■ Tasks and exercises:
a: List every word or phrase the post about quitting smoking sets in quotation marks.
b: Extend the post about quitting smoking, picking up after its final sentence.

■ Page extract:
Hi all, this is my first and probably last post, as down under in the land of Oz, our masters are slamming the gates shut. My saviour is demonised and become a bland, inferior substitute sitting on a chemists shelf and guarded by the white coats. I pity the hundreds of thousands of smokers denied the same opportunity as myself, and detest the politicians whose hands now wear their blood. But governments fall and something will evolve from change, and I’m confident we"ll be back one day, but for now, I have to observe from the fringes. It could be worse though, and I consider myself one of the lucky ones, as I experienced vaping for what it could be before it became a roadkill. A ‘good ol’ days’ story for the grandchildren I may now live to see.
Many of you realise the toll of years of miserable failed quitting attempts. Some of my attempts were genuine, and some were pathetic, half-hearted offerings to appease a guilty conscience. Waking and the first conscious feelings being guilt and shame for what you desire the most, to surrender to an addiction that you know is killing you. To rob yourself, and those who you love, of your life, and to become intimate with hopelessness and helplessness. Sarcastically, I used to call tobacco my ‘life support system’ as there was no living without it. The chemist’s remedies took only the edge off the withdrawal madness, and the doctors poison introduced it own debilitating curse. Bed ridden depression didn’t seem like a smart solution. At least, that’s what a concerned loved one thought as they took my pills from me and said, “No more.” There were no more futile attempts as I was defeated. Self-loathing and accepting my fate was to die from something that I wasn’t strong enough to prevent. I gave up giving up.
May of 2019, the tide would turn. Whilst visiting a friend who was in hospital for lung cancer, as I sat and talked to the withered man and witnessed what I believed to be my own terrifying fate, he gave me my first vape. Sceptical to say the least, but upon first puff, the planets aligned, and something fell into place. For the first time in decades, I felt something not defined and something I struggled to remember. I felt hope.

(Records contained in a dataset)
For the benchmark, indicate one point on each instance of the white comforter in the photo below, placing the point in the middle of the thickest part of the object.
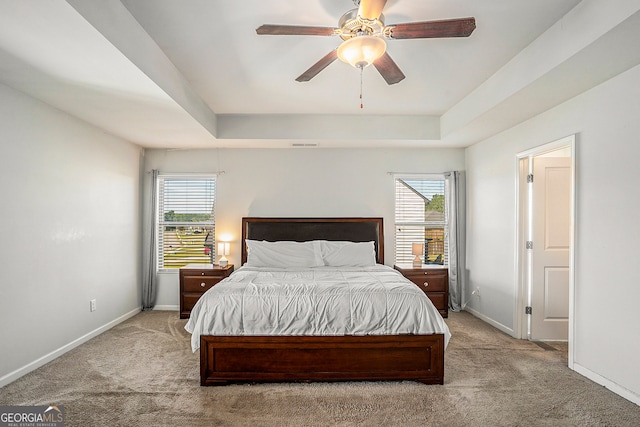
(318, 301)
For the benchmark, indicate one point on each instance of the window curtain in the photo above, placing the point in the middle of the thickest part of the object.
(149, 261)
(455, 219)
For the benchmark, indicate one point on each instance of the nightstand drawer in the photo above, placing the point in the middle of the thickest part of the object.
(435, 283)
(195, 280)
(199, 284)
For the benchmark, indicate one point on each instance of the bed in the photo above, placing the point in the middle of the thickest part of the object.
(297, 351)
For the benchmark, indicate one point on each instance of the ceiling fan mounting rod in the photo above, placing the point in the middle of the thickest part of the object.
(351, 24)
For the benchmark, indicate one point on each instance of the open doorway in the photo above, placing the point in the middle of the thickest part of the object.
(546, 189)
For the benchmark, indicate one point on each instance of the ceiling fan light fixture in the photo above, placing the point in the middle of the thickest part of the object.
(361, 51)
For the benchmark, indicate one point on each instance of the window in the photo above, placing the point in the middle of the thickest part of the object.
(421, 218)
(186, 220)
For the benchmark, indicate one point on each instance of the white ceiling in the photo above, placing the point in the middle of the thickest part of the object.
(193, 73)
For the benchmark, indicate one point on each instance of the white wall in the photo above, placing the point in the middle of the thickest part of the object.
(607, 291)
(299, 182)
(70, 232)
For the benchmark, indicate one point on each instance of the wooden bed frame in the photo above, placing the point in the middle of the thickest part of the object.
(227, 359)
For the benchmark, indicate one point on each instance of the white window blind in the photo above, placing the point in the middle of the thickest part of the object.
(186, 220)
(420, 217)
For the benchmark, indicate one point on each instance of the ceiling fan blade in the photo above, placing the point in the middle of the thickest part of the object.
(462, 27)
(388, 69)
(371, 9)
(294, 30)
(318, 66)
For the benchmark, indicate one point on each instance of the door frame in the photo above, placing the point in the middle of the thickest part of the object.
(524, 164)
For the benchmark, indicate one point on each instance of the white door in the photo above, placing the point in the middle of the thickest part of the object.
(551, 248)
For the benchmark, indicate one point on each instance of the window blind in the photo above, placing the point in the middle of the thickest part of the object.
(420, 217)
(186, 220)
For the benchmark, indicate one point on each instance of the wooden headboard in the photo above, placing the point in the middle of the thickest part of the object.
(306, 229)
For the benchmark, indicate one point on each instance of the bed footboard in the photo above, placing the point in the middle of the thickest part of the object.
(225, 359)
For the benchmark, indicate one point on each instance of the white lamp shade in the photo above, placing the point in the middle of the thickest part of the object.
(417, 248)
(223, 248)
(361, 51)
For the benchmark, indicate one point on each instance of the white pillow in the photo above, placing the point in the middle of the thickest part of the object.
(261, 253)
(348, 254)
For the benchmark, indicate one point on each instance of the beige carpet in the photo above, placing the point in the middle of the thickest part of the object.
(142, 373)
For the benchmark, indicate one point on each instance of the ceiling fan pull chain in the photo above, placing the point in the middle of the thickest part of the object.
(361, 102)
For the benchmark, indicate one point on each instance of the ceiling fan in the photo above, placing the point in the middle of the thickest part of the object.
(363, 32)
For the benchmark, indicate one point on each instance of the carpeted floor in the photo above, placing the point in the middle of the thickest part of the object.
(142, 373)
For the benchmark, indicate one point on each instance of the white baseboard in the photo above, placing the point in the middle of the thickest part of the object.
(166, 307)
(12, 376)
(490, 321)
(599, 379)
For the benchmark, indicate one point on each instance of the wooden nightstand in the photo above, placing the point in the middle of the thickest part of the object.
(433, 280)
(195, 280)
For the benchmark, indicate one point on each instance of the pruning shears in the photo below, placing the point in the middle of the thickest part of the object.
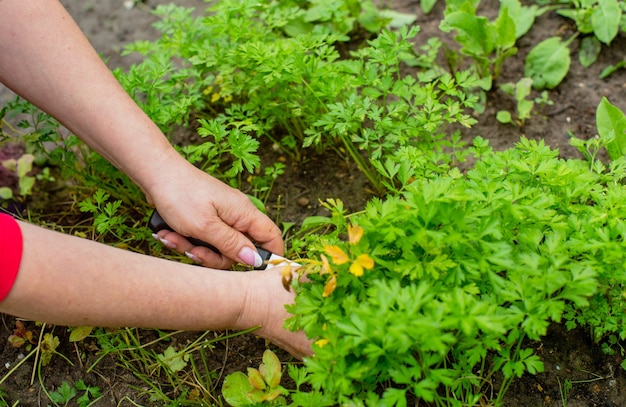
(269, 259)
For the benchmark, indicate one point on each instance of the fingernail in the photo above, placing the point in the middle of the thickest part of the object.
(167, 243)
(193, 257)
(251, 257)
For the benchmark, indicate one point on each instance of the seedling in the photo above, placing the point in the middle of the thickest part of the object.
(488, 43)
(65, 393)
(521, 90)
(260, 385)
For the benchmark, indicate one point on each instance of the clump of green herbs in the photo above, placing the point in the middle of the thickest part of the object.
(463, 269)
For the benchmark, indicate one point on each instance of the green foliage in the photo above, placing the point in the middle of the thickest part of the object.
(260, 385)
(611, 124)
(298, 91)
(521, 90)
(66, 393)
(488, 43)
(600, 17)
(464, 268)
(548, 63)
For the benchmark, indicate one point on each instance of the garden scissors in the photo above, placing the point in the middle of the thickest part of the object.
(269, 259)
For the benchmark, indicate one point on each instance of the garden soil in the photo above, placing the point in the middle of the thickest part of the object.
(577, 373)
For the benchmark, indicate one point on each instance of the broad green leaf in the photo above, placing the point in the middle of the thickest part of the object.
(271, 369)
(504, 117)
(475, 32)
(427, 5)
(25, 164)
(523, 16)
(236, 388)
(605, 20)
(548, 63)
(609, 70)
(611, 124)
(589, 50)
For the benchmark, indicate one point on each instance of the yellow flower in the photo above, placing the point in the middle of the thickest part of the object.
(355, 233)
(337, 255)
(362, 262)
(321, 342)
(325, 265)
(330, 286)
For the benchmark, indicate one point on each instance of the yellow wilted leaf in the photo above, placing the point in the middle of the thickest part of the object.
(355, 233)
(337, 255)
(330, 286)
(362, 262)
(325, 265)
(321, 342)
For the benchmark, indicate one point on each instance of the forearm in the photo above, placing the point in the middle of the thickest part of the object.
(47, 59)
(71, 281)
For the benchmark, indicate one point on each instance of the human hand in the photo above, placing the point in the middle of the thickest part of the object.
(265, 306)
(197, 205)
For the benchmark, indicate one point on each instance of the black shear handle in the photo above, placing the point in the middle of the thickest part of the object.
(157, 223)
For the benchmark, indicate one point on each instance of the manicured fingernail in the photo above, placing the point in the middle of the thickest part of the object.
(251, 257)
(193, 257)
(167, 243)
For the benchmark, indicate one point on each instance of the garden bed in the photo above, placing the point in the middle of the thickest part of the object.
(577, 372)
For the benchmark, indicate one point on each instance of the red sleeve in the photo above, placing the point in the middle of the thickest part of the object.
(10, 253)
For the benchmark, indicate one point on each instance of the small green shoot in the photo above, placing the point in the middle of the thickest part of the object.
(521, 90)
(65, 393)
(611, 124)
(258, 386)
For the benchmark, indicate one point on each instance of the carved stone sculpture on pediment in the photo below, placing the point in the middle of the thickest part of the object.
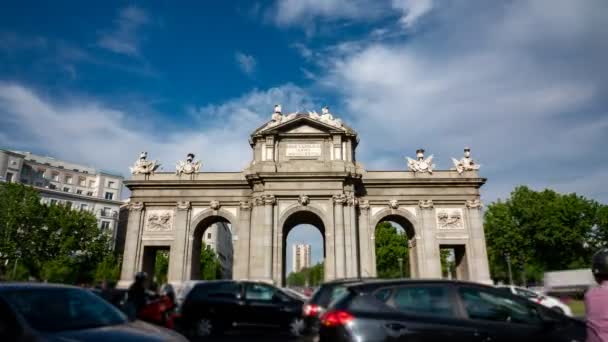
(159, 221)
(183, 205)
(339, 198)
(144, 166)
(269, 199)
(473, 204)
(364, 204)
(303, 200)
(215, 205)
(188, 166)
(420, 164)
(135, 206)
(393, 204)
(245, 205)
(466, 163)
(425, 204)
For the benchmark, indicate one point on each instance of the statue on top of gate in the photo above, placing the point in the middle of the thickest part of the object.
(188, 166)
(143, 166)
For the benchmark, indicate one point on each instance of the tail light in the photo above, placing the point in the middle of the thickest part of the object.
(311, 310)
(336, 318)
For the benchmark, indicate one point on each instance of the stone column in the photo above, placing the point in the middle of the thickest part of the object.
(480, 270)
(339, 201)
(430, 265)
(241, 245)
(354, 241)
(269, 201)
(365, 257)
(330, 252)
(177, 254)
(132, 243)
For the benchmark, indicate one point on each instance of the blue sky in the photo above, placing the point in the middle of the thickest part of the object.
(523, 83)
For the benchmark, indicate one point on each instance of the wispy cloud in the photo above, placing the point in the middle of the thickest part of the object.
(124, 38)
(246, 63)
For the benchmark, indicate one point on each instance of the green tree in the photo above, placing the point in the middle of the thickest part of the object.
(210, 264)
(542, 231)
(390, 246)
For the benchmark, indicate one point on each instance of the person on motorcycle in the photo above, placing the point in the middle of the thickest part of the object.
(596, 300)
(136, 295)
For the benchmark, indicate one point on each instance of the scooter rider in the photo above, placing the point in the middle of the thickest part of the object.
(596, 300)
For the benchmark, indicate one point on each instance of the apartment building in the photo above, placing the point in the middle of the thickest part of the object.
(300, 257)
(77, 186)
(219, 238)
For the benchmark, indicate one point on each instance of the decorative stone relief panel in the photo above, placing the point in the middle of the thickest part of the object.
(449, 218)
(159, 221)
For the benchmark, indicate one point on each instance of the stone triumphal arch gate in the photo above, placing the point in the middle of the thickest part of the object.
(304, 171)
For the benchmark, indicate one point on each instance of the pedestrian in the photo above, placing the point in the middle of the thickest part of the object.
(596, 300)
(136, 296)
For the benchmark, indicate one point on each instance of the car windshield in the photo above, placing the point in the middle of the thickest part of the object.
(51, 310)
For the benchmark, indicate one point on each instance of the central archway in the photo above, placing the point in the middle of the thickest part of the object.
(293, 218)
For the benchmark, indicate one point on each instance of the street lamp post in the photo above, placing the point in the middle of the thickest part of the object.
(508, 257)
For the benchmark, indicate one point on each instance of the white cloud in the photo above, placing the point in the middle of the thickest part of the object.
(412, 10)
(246, 63)
(94, 133)
(124, 38)
(518, 93)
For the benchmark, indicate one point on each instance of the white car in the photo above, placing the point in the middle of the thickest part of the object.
(544, 300)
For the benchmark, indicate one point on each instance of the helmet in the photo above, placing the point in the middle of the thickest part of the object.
(599, 264)
(141, 276)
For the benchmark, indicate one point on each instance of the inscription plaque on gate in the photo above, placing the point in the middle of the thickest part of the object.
(303, 150)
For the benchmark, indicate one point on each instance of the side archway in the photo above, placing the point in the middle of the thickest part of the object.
(409, 223)
(222, 219)
(292, 217)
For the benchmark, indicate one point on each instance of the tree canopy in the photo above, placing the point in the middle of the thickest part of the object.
(543, 231)
(391, 245)
(51, 243)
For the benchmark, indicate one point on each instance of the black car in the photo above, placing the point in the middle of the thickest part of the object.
(214, 307)
(320, 300)
(419, 310)
(45, 312)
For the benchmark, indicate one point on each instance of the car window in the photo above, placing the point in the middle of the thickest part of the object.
(484, 305)
(423, 300)
(51, 310)
(259, 292)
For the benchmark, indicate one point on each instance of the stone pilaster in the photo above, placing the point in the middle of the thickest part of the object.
(177, 254)
(430, 263)
(480, 270)
(339, 201)
(132, 243)
(269, 201)
(241, 245)
(365, 258)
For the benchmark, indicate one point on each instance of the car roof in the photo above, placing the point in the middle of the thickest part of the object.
(30, 285)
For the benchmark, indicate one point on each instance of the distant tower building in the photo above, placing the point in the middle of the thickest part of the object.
(300, 257)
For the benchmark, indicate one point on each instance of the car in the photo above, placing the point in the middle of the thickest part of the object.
(214, 307)
(53, 312)
(548, 301)
(322, 298)
(441, 310)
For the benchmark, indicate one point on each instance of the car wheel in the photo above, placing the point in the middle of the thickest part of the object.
(203, 328)
(296, 326)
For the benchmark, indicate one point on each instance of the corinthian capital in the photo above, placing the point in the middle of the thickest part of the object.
(183, 205)
(135, 206)
(473, 204)
(269, 199)
(339, 199)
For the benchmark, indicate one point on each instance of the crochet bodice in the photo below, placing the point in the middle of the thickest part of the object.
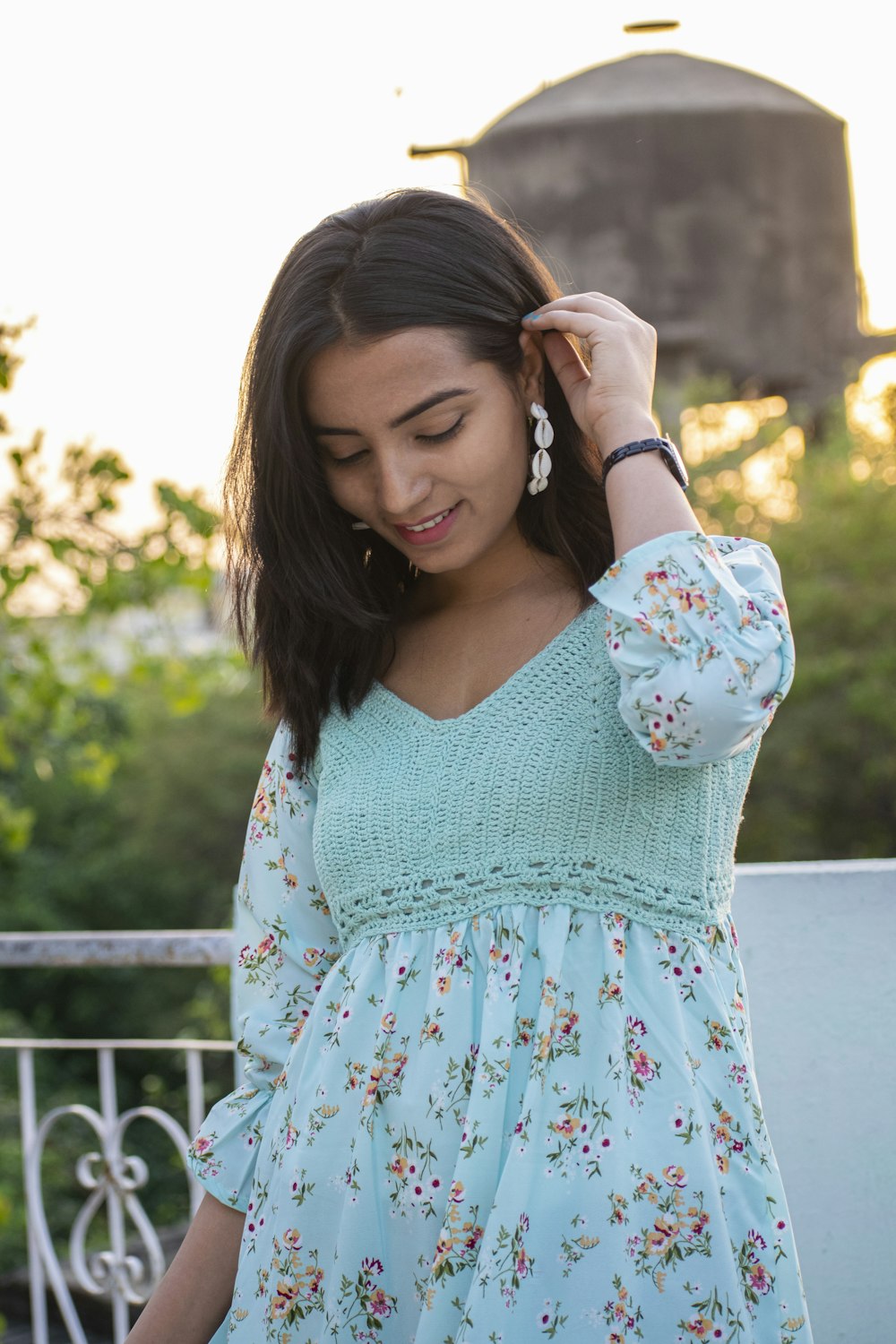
(540, 793)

■ Your responses:
a:
- good ol’ days
- life support system
- No more.

b:
The transition wasn’t instant, my juice wasn’t strong enough, and I was going through coils like lollies at a childs birthday party. 50mg salts burst onto the scene with a vengeance, as it would literally drop me in a euphoric dizzy mess. The elusive mythical nicotine demon I had been chasing for all these years could suddenly be caught, and it was grabbed by the tail, and we wrestled until exhaustion set in. Nicotine and I needed to come to an agreement, and the limits had to be learned. Whilst in the process of this, my smoking dwindled to a single habitual morning cigarette.
Two weeks into my journey, the unpalatable morning smoke was stubbed out after two puffs. Decades of a toxic dependence syndrome became transparent, and smoking was laid to rest that day. After an eternity of failures, there was no pain or struggle, and I hadn’t even tried. It felt as though I had given up quite by accident. My tobacco sat going stale, and sometimes I’d think ‘I beat you’. But in reality, I never stood a chance. My vape was the triumphant one.
That was five years ago, and there’s not the slightest urge to smoke again. Nostalgia surfaces when tobacco drifts on the wind as it reminds me of some good times, but there’s no desire to relive a past. It had taken a few years to find my happy place, but eventually, the code was cracked. The journey’s not over, I’m still vaping nicotine, and it is as yet to wave a white flag, but that doesn’t bother me. After 25 years of smoking, I’ve tasted freedom from tobacco, and now I’m not afraid to have hope for the future. And that is truly priceless.